Because of the relaxation we get by Remark 1, the point \(\varPhi \) qualifies as a fixed point of the Baum-Welch algorithm.   \(\square \)

1.2 A.2 Rate of Convergence Analysis

In this section we will prove Theorems 3 and 4, but first we will state and prove two useful lemmas.

Lemma 1

Let A be an arbitrary \(n\times n\) matrix. Let W be an \(r\times n\) matrix comprising of r linearly independent left kernel vectors of A so that \(WA=0_{r,n}\), where \(0_{i,j}\) denotes a \(i\times j\) matrix with all entries zero. Further suppose W is in the row reduced form, that is,

$$\begin{aligned} W=\begin{pmatrix} W'&I_r\end{pmatrix} \end{aligned}$$

where \(I_j\) denotes the \(j\times j\) identity matrix and \(W'\) is a \( r\times (n-r)\) matrix. Let A be given as

$$\begin{aligned} A=\begin{pmatrix} A_{11} &{} A_{12} \\ A_{21} &{} A_{22} \end{pmatrix}, \end{aligned}$$

where \(A_{11}\) is a \((n-r)\times (n-r)\) matrix, \(A_{12}\) is a \( (n-r)\times r\) matrix, \(A_{21}\) is a \(r\times (n-r)\) matrix, and \(A_{22}\) is a \(r\times r\) matrix.

• _PROVIDED MATERIAL_:
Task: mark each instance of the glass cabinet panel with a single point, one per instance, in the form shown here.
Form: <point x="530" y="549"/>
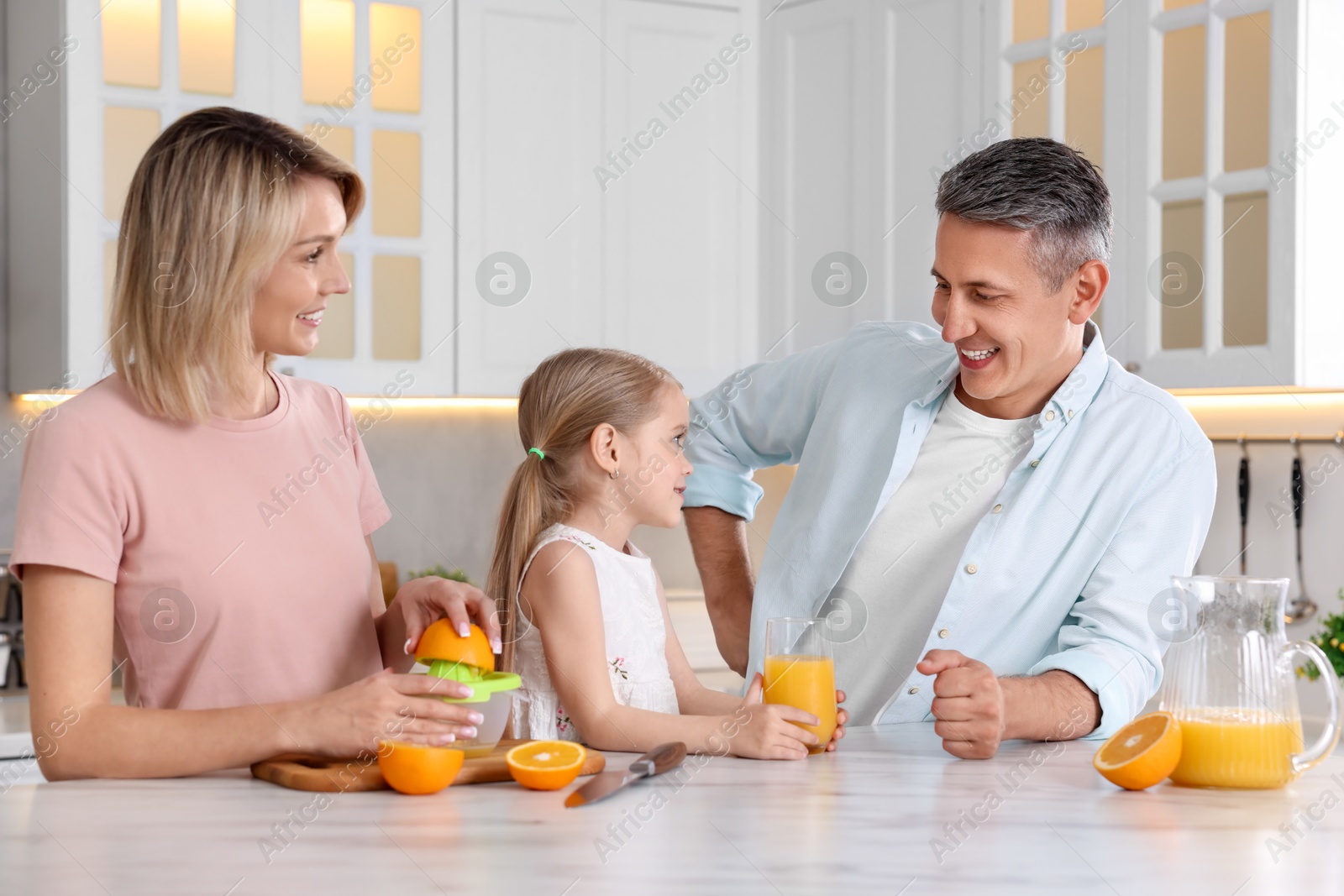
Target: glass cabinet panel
<point x="327" y="43"/>
<point x="1084" y="13"/>
<point x="396" y="183"/>
<point x="1030" y="100"/>
<point x="206" y="31"/>
<point x="131" y="31"/>
<point x="1183" y="102"/>
<point x="396" y="315"/>
<point x="127" y="134"/>
<point x="1085" y="103"/>
<point x="1030" y="20"/>
<point x="1183" y="275"/>
<point x="1247" y="269"/>
<point x="394" y="40"/>
<point x="1247" y="93"/>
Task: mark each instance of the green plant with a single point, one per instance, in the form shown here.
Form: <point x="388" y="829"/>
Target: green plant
<point x="1330" y="642"/>
<point x="456" y="575"/>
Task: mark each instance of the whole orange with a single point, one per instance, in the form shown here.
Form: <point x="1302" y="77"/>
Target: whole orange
<point x="441" y="642"/>
<point x="417" y="768"/>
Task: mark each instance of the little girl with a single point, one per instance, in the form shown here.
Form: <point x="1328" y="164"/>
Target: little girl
<point x="586" y="622"/>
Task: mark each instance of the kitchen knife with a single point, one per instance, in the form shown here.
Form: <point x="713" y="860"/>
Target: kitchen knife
<point x="1243" y="496"/>
<point x="658" y="761"/>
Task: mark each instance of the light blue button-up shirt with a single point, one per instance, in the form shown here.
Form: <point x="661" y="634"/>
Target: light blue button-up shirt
<point x="1112" y="500"/>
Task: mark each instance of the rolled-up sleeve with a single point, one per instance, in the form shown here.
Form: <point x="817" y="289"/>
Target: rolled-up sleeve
<point x="1109" y="640"/>
<point x="759" y="417"/>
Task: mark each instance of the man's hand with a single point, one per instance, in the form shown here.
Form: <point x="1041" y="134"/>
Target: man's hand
<point x="719" y="543"/>
<point x="968" y="705"/>
<point x="978" y="711"/>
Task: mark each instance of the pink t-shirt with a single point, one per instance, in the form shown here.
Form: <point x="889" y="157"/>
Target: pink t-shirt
<point x="237" y="547"/>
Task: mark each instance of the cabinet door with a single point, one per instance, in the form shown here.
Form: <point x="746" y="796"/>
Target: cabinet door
<point x="528" y="208"/>
<point x="373" y="82"/>
<point x="679" y="223"/>
<point x="817" y="181"/>
<point x="1209" y="234"/>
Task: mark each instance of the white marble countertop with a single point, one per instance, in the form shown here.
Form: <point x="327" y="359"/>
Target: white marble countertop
<point x="860" y="820"/>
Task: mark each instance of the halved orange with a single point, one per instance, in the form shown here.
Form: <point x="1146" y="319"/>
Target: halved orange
<point x="441" y="642"/>
<point x="1142" y="752"/>
<point x="418" y="768"/>
<point x="544" y="765"/>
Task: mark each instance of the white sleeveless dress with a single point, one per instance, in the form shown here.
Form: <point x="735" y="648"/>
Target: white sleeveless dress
<point x="632" y="620"/>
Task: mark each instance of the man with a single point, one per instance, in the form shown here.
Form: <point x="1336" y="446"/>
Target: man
<point x="995" y="506"/>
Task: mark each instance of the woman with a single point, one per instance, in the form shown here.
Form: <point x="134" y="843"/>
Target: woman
<point x="203" y="520"/>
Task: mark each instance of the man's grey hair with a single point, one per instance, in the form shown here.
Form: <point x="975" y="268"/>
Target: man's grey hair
<point x="1037" y="184"/>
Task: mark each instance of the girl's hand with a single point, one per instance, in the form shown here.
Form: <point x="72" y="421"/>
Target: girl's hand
<point x="430" y="598"/>
<point x="769" y="731"/>
<point x="842" y="716"/>
<point x="382" y="707"/>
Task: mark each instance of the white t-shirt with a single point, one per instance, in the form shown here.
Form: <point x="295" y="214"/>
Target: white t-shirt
<point x="904" y="566"/>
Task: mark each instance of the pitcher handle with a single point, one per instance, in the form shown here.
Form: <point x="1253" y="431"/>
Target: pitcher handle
<point x="1330" y="738"/>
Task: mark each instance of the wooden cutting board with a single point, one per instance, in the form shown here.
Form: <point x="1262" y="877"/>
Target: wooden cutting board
<point x="302" y="772"/>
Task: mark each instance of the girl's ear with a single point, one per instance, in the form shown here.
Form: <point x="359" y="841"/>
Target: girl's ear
<point x="602" y="448"/>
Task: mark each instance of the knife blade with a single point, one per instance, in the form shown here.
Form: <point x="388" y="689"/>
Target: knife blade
<point x="655" y="762"/>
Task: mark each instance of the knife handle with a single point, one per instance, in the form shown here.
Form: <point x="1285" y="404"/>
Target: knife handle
<point x="660" y="759"/>
<point x="1243" y="490"/>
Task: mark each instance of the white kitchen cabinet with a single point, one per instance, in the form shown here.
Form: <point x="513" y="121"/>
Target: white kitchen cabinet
<point x="393" y="333"/>
<point x="678" y="223"/>
<point x="528" y="134"/>
<point x="76" y="141"/>
<point x="1225" y="168"/>
<point x="864" y="107"/>
<point x="649" y="249"/>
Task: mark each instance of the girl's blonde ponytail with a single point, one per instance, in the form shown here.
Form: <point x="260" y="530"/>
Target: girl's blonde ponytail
<point x="562" y="402"/>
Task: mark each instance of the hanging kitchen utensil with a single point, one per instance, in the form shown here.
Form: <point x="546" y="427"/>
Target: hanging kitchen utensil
<point x="1243" y="495"/>
<point x="1301" y="606"/>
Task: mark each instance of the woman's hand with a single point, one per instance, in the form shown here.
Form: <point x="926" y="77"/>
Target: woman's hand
<point x="423" y="600"/>
<point x="382" y="707"/>
<point x="842" y="716"/>
<point x="769" y="731"/>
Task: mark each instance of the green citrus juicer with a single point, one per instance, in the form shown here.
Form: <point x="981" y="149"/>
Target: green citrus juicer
<point x="492" y="692"/>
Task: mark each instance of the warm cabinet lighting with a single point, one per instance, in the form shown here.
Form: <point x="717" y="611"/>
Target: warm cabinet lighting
<point x="206" y="46"/>
<point x="327" y="43"/>
<point x="131" y="42"/>
<point x="394" y="39"/>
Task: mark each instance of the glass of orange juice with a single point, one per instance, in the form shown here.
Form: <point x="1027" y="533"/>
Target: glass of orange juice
<point x="800" y="671"/>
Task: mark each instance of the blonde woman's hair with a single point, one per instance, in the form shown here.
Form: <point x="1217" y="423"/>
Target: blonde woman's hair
<point x="561" y="403"/>
<point x="213" y="206"/>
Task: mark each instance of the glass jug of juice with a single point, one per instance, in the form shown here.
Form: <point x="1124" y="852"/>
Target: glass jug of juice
<point x="800" y="671"/>
<point x="1229" y="681"/>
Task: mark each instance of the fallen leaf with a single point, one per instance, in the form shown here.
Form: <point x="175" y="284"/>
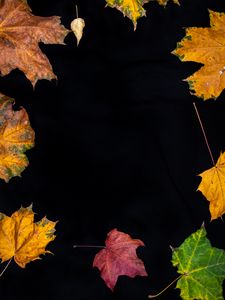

• _TASK DIRECTIONS_: Please pull out the full Baum-Welch convergence passage, reproducing every line verbatim from the first sentence to the last.

• _SOLUTION TO THIS EXERCISE_:
Because of the relaxation we get by Remark 1, the point \(\varPhi \) qualifies as a fixed point of the Baum-Welch algorithm.   \(\square \)

1.2 A.2 Rate of Convergence Analysis

In this section we will prove Theorems 3 and 4, but first we will state and prove two useful lemmas.

Lemma 1

Let A be an arbitrary \(n\times n\) matrix. Let W be an \(r\times n\) matrix comprising of r linearly independent left kernel vectors of A so that \(WA=0_{r,n}\), where \(0_{i,j}\) denotes a \(i\times j\) matrix with all entries zero. Further suppose W is in the row reduced form, that is,

$$\begin{aligned} W=\begin{pmatrix} W'&I_r\end{pmatrix} \end{aligned}$$

where \(I_j\) denotes the \(j\times j\) identity matrix and \(W'\) is a \( r\times (n-r)\) matrix. Let A be given as

$$\begin{aligned} A=\begin{pmatrix} A_{11} &{} A_{12} \\ A_{21} &{} A_{22} \end{pmatrix}, \end{aligned}$$

where \(A_{11}\) is a \((n-r)\times (n-r)\) matrix, \(A_{12}\) is a \( (n-r)\times r\) matrix, \(A_{21}\) is a \(r\times (n-r)\) matrix, and \(A_{22}\) is a \(r\times r\) matrix.